• **PASSAGE**
▼

When use_vlm is requested but VLM is not configured, the response includes a vlm_skip_reason field (e.g. "vlm_api_url_not_configured").
Start without VLM
Standard conversion handles most papers well. Only retry with use_vlm=true when the result has garbled formulas or missing figure descriptions. VLM enrichment processes each formula and figure image individually via an external vision model, which is significantly slower.
Caching: Standard and VLM conversions are cached separately (<stem>.md vs <stem>_vlm.md), so switching modes never overwrites a previous conversion.
Requires SCHOLAR_MCP_DOCLING_URL to be set. VLM enrichment additionally requires SCHOLAR_MCP_VLM_API_URL and SCHOLAR_MCP_VLM_API_KEY.
fetch_and_convert¶
Full pipeline: resolve paper, download PDF, convert to Markdown. Uses the same alternative source fallback as fetch_paper_pdf.

▲

• **GIVEN DATA**
▼

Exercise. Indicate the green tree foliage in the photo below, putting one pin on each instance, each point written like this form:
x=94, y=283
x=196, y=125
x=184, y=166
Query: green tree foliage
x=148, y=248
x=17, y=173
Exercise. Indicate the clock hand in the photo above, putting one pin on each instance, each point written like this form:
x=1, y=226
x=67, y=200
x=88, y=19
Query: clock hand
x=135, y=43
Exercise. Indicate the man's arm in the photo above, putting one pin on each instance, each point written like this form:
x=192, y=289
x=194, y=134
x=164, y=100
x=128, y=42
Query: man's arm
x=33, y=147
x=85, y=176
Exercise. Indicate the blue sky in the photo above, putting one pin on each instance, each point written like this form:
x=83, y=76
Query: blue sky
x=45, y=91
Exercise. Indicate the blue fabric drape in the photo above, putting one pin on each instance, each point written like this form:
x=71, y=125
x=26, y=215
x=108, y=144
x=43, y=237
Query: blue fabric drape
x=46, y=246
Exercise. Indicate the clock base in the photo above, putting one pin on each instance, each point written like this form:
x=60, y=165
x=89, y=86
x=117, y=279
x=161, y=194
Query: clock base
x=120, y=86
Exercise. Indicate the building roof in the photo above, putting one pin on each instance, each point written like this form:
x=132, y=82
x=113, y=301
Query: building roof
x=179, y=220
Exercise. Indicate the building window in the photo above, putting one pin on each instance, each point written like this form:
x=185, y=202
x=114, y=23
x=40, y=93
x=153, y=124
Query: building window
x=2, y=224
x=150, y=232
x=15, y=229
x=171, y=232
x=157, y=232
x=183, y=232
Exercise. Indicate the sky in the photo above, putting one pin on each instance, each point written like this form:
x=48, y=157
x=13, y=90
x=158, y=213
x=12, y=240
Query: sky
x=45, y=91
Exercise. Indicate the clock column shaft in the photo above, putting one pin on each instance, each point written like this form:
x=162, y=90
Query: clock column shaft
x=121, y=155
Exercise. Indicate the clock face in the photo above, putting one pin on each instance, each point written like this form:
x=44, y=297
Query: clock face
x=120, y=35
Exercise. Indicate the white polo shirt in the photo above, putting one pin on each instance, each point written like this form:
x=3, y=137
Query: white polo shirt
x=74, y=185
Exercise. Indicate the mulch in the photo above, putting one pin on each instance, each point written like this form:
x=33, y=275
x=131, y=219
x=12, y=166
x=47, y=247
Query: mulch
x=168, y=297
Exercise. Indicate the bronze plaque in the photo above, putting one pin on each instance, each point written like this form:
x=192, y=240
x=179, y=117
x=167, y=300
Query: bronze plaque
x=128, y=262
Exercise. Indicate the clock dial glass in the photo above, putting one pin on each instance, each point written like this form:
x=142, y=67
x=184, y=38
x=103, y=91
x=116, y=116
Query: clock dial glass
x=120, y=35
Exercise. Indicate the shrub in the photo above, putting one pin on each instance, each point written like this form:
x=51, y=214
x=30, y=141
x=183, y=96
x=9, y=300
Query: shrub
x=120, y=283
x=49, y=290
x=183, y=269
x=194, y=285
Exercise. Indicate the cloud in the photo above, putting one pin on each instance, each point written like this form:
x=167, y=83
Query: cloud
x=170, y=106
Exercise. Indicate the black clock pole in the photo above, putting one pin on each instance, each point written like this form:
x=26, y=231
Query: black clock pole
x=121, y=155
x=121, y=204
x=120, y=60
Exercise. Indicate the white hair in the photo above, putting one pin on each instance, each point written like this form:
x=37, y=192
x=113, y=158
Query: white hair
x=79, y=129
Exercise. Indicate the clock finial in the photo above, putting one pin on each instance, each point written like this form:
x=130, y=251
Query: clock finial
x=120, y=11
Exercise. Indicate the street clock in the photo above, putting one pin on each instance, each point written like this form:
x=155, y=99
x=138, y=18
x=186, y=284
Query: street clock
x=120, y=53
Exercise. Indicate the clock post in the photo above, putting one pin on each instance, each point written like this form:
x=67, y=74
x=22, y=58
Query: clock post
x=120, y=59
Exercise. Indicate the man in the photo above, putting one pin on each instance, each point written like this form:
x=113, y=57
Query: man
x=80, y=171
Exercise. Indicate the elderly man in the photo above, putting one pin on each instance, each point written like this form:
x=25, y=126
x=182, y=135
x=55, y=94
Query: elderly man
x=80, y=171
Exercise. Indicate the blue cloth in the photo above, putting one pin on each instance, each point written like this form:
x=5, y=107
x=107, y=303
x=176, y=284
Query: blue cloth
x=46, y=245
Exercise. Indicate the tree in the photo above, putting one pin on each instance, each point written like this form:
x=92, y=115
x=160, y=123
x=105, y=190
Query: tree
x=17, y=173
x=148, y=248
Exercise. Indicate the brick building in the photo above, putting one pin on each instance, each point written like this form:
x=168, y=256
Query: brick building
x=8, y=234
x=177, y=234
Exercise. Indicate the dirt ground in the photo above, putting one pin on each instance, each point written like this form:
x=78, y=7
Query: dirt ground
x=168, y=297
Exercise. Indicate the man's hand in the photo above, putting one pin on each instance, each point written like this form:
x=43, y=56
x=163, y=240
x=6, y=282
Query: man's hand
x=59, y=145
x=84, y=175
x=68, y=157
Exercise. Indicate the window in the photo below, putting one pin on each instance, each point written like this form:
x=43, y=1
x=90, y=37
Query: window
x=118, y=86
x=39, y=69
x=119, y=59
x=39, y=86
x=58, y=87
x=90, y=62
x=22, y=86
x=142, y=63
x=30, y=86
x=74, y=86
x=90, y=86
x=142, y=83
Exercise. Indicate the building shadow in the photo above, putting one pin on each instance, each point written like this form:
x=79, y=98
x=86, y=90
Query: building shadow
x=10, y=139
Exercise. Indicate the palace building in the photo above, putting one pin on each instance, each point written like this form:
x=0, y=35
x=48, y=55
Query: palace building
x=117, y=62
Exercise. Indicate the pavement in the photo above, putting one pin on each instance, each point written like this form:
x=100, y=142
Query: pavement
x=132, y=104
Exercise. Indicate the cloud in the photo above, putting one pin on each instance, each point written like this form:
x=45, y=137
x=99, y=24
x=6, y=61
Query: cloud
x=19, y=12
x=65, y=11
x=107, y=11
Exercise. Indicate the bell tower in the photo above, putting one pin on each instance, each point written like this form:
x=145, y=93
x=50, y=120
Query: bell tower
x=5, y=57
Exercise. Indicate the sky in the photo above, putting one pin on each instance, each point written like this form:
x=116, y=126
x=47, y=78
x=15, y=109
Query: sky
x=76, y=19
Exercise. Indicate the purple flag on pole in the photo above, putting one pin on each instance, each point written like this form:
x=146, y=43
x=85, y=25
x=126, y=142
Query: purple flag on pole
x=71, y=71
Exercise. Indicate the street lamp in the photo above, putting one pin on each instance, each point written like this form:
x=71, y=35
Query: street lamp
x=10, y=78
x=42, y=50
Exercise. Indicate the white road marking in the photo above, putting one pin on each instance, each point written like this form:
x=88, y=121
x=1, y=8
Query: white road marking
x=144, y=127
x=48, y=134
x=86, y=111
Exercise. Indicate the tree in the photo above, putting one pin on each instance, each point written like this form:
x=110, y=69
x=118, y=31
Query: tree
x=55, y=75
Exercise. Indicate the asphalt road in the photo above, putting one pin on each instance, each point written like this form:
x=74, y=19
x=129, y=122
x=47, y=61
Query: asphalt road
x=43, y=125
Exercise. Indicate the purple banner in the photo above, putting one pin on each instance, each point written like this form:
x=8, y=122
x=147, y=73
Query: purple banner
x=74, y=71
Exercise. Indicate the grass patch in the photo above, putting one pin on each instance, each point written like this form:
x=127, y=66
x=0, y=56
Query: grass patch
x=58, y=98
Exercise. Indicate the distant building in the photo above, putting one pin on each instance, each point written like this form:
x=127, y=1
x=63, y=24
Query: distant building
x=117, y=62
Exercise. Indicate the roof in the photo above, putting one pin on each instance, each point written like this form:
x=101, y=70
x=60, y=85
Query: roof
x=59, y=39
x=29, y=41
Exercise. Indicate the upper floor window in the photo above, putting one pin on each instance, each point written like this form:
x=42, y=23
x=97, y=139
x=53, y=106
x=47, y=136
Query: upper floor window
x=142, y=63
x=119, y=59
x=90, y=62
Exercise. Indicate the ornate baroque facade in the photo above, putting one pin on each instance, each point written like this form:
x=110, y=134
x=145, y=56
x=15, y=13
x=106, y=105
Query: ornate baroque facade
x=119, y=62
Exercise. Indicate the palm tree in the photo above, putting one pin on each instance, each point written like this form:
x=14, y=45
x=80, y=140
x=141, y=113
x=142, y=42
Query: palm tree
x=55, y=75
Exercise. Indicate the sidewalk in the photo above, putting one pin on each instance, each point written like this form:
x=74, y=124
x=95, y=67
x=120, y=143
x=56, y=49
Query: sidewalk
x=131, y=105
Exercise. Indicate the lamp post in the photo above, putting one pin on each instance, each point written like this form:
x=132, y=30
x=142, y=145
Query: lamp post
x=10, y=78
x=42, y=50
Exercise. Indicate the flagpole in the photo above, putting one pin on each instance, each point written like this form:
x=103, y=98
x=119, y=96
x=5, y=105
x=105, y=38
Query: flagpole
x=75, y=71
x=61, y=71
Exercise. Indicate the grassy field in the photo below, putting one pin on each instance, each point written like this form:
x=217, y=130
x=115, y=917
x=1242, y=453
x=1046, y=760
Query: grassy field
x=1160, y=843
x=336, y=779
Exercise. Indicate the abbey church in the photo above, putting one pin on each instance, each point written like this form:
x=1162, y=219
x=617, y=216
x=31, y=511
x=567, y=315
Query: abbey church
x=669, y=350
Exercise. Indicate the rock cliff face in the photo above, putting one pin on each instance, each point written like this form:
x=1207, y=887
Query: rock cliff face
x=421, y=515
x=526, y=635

▲

• **CHALLENGES**
**A.** Answer these questions from the passage on paper conversion:
(i) What field does the response include when use_vlm is requested but VLM is not configured?
(ii) Under what file name are VLM conversions cached?
(iii) What three steps make up the fetch_and_convert pipeline?
**B.** State how many lines of the entries contain the string "dial". Give only the number.

• **ANSWERS GIVEN**
**A.**
(i) vlm_skip_reason
(ii) <stem>_vlm.md
(iii) Resolve paper, download PDF, convert to Markdown

**B.** 2